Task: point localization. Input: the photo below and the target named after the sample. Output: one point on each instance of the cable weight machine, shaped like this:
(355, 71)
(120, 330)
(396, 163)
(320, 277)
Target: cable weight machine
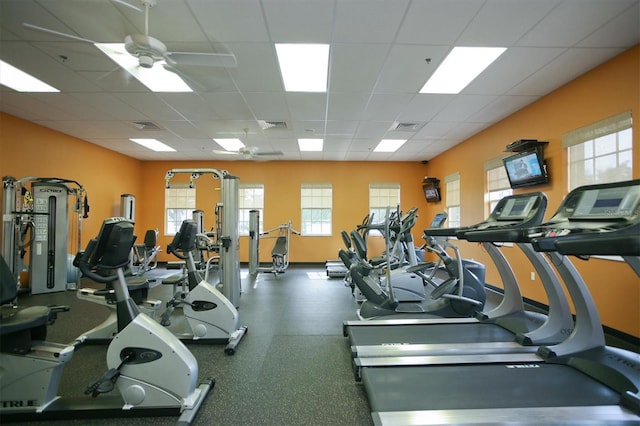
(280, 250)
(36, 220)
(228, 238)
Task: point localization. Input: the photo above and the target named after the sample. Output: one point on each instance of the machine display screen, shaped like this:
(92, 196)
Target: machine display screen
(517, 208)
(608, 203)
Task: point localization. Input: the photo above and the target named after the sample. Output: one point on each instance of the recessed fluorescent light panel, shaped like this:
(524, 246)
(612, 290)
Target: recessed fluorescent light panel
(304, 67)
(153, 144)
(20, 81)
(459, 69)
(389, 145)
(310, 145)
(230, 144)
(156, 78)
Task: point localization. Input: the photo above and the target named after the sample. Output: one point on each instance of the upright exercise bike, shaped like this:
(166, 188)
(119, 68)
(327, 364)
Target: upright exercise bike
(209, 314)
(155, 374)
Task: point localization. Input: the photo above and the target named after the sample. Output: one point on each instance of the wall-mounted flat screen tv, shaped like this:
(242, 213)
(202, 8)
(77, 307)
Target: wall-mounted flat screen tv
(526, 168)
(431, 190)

::::

- _Task description_: Go through the entries and copy every line with "Output".

- _Task solution_:
Task: point localization. Input: the photo below and the target named after the sample. Output: one point on each instance of the cable weight machine, shaped like this:
Task: point localization. Input: the photo above and the target named after the sample. Output: one point on each instance of the machine display screen, shaped like this:
Task: point localization. Input: the photo above and the target named after the sample. Output: one point on each instance of the recessed fluorescent light panel, shaped like this:
Task: point localization. Input: the photo above and the target named after the sample. Output: one point on each instance of the upright exercise bike, shaped like this:
Task: point localization. Input: the photo above and the target named after the sample. Output: one point on each instance of the wall-mounted flat screen tv, shaped like this:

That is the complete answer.